*What is asked*
A) In the film archiving interview, which two places does Nicola Mazzanti name as where one might go to see film projected on a screen?
B) Reproduce word for word the part of the film archiving interview from "Josh Pines : But" up to and including "kind of research.".

===== Article

Nicola Mazzanti : Some of those questions can only be answered by the kinds of research projects, for example, that FIRST has proposed. From the point of view of a major media corporation, you’ll want to sell your library in every media that’s profitable, and it doesn’t matter if it’s DVD or on a screen in a theater or in some other medium. It’ll be a quality experience insofar as possible. But what we should be asking is whether or not, for example, digital cinema is adequate to represent the “essence” of historical cinema, or whether you need to go to the Bridges Theater in Los Angeles, or to MOMA to see film projected on a screen to get that essence. You know, the experience of a live piano player can be quite superior to a pre-recorded soundtrack for a silent film, because there is a manifest difference, there is that quality of a live performance that was, at one point in film history, a part of its “essence” or its specificity as an art-form. We need to talk more and to explore the questions of how the historical cinema can be most accurately represented in the archival sense, which is an issue that is apart from the commercial availability of copies in new media forms, however good those forms may be.

Josh Pines : But if we’re going to understand better what we need to do as archivists, the answers will come out of FIRST research projects, and your teaching, and forums for conducting this kind of research.

==========
===== Given information

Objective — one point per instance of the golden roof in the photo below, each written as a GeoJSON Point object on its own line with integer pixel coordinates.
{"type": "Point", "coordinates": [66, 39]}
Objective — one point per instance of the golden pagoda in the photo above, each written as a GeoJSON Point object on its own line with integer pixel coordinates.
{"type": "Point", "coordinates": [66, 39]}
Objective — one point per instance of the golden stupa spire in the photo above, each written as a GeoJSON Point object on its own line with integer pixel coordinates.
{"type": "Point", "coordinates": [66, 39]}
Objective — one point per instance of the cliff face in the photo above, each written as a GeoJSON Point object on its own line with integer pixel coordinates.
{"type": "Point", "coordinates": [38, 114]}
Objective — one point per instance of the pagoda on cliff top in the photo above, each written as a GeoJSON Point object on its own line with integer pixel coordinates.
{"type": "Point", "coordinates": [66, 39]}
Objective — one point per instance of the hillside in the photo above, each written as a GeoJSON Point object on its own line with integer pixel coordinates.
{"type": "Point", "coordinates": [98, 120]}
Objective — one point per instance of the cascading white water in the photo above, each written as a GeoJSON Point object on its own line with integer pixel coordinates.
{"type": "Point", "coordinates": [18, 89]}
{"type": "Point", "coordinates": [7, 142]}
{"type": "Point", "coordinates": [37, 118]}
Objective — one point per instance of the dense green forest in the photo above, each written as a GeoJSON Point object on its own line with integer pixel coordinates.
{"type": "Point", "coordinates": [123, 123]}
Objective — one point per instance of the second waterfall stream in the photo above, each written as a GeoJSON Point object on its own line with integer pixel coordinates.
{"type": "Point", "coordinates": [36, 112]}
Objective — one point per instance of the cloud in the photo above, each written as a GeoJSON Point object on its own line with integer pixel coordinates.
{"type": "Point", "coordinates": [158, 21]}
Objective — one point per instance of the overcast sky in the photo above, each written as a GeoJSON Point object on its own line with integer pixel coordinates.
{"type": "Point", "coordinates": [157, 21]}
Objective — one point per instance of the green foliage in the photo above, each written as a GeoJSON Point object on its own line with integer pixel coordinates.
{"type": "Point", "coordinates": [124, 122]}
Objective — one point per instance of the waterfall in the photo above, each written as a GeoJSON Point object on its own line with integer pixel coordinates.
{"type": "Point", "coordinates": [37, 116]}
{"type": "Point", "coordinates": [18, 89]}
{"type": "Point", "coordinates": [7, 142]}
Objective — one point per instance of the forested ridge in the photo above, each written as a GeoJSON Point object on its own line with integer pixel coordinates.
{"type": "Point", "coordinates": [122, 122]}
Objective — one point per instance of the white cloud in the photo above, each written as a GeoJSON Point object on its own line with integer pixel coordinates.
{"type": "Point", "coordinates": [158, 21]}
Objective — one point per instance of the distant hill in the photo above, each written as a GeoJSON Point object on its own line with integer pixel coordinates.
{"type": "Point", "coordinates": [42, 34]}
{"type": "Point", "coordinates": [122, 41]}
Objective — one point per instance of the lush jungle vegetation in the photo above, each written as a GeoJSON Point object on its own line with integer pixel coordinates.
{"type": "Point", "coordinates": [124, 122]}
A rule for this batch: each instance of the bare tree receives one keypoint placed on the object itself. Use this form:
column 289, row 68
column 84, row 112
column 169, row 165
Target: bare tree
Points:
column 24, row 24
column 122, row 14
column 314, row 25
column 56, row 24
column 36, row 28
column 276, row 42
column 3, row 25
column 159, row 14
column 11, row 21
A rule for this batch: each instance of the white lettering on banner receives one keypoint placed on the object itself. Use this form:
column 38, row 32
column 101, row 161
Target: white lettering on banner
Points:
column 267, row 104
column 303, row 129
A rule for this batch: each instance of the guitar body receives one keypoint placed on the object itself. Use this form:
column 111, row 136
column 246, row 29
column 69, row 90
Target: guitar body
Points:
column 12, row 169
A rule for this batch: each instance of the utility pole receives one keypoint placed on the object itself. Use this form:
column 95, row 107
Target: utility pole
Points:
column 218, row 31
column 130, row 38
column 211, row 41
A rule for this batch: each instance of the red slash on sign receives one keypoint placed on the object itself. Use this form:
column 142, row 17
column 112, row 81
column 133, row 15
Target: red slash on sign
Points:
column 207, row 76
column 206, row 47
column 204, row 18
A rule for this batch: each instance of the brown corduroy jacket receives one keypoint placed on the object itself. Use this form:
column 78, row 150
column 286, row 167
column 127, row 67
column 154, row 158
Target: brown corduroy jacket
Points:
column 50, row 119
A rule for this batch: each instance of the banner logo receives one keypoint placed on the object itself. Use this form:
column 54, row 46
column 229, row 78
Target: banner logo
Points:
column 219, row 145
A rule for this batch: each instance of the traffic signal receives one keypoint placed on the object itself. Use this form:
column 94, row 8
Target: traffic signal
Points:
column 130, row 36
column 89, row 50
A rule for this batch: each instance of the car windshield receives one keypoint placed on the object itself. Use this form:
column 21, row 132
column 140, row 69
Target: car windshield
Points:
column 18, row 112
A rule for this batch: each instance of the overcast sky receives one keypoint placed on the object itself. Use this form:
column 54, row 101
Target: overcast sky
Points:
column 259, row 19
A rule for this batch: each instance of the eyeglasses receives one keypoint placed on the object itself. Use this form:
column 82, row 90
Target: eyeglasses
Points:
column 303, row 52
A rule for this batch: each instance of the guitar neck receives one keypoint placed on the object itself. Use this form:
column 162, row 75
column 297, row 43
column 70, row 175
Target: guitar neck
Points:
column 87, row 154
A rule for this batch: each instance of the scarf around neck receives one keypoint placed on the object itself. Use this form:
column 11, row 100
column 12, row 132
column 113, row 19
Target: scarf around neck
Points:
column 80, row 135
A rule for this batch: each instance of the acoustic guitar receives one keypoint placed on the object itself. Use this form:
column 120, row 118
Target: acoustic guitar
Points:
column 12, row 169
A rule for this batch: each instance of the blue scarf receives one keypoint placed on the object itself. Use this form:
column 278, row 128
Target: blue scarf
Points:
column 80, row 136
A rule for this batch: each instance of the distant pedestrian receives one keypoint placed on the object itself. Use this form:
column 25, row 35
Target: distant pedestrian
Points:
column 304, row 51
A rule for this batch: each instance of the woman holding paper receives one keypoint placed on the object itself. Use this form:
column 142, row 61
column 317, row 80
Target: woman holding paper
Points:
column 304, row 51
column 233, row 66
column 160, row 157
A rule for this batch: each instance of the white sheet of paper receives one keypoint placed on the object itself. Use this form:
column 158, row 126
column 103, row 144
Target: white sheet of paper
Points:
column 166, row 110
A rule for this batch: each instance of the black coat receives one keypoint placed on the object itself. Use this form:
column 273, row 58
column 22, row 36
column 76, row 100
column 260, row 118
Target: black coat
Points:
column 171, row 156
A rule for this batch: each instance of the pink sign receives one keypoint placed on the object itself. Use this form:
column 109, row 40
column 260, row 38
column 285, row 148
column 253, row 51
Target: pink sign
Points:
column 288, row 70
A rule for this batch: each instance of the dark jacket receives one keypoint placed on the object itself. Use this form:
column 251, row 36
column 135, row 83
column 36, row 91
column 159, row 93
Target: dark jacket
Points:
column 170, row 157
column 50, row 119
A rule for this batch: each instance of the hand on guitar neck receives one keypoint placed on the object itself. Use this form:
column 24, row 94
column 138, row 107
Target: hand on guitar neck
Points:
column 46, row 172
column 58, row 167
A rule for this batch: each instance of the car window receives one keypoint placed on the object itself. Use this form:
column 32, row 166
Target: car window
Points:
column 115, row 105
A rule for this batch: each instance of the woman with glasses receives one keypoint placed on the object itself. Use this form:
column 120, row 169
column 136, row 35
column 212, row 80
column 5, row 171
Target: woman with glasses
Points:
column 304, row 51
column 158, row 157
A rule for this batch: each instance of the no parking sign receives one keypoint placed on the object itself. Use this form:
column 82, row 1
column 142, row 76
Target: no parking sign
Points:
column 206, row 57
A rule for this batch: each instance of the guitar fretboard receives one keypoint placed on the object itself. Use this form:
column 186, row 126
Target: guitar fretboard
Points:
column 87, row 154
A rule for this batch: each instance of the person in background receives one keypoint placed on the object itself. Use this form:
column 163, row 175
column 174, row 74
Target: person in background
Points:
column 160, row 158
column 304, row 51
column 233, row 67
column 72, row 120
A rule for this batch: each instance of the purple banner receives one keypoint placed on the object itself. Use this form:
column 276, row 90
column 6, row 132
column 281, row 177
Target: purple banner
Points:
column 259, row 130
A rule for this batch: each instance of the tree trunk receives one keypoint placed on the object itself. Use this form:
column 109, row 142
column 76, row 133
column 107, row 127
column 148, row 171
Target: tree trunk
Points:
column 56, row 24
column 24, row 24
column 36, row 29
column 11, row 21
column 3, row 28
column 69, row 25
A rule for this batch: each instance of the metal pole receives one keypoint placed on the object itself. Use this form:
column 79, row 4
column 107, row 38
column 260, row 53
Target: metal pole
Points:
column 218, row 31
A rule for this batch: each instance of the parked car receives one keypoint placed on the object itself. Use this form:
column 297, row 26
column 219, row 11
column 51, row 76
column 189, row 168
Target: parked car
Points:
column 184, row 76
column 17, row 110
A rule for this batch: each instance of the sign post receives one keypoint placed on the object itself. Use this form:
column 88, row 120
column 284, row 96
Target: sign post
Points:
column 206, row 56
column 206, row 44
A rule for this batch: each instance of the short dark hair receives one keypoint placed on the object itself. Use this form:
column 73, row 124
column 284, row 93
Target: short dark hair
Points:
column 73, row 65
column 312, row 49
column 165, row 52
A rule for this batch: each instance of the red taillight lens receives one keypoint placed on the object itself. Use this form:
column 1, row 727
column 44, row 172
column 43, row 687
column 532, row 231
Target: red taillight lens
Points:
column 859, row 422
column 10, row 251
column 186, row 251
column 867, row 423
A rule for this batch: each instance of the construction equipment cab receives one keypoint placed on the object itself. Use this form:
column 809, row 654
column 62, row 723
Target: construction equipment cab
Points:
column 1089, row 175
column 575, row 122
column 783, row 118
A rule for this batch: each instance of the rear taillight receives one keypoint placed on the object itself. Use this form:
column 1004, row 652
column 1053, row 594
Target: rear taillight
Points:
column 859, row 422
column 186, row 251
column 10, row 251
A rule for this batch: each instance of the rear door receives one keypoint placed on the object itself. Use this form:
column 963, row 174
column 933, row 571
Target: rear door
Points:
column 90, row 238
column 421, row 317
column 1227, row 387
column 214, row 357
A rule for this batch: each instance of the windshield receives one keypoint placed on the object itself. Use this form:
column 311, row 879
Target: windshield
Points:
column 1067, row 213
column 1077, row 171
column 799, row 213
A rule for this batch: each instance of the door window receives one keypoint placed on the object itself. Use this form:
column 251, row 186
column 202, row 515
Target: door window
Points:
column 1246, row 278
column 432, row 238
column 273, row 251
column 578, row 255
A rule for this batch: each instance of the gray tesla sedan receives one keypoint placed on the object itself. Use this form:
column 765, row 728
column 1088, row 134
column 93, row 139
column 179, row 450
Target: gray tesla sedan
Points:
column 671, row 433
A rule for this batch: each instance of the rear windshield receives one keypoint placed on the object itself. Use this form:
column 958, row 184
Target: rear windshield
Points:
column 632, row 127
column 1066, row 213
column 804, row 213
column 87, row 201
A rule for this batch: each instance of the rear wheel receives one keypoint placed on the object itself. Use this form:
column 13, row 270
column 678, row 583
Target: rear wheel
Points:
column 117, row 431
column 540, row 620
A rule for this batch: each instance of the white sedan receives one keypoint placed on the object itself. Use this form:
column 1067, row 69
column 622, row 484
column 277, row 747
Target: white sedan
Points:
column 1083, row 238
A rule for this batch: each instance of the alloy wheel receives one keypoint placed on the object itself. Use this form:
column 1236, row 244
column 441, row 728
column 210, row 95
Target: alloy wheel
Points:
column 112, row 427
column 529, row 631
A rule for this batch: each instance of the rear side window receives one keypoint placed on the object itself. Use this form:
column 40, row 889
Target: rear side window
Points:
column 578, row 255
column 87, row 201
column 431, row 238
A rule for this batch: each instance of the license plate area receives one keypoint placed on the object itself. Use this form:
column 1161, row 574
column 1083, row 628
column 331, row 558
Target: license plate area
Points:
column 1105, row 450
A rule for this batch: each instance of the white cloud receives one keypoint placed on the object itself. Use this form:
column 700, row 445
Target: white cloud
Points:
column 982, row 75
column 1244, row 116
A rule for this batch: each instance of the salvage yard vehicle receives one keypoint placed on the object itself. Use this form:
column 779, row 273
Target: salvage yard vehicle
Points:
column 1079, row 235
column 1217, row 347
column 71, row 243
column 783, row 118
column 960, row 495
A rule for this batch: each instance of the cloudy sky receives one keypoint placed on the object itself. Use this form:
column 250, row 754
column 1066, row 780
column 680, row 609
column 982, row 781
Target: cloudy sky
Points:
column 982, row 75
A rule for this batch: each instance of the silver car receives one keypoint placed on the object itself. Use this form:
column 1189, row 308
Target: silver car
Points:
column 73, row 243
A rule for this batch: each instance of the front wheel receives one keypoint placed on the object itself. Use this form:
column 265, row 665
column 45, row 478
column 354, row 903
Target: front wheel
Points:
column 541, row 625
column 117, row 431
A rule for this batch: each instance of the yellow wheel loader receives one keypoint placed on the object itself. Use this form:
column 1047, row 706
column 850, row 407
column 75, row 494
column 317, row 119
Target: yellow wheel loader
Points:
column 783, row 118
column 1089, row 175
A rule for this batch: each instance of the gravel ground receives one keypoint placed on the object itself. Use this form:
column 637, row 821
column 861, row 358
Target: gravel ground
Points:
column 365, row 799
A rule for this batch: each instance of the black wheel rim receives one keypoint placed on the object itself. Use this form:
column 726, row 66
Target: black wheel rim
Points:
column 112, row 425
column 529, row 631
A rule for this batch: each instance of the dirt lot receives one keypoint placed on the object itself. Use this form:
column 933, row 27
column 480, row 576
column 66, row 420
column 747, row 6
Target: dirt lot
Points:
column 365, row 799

==========

*Expected responses*
A) The Bridges Theater in Los Angeles and MOMA.

B)
Josh Pines : But if we’re going to understand better what we need to do as archivists, the answers will come out of FIRST research projects, and your teaching, and forums for conducting this kind of research.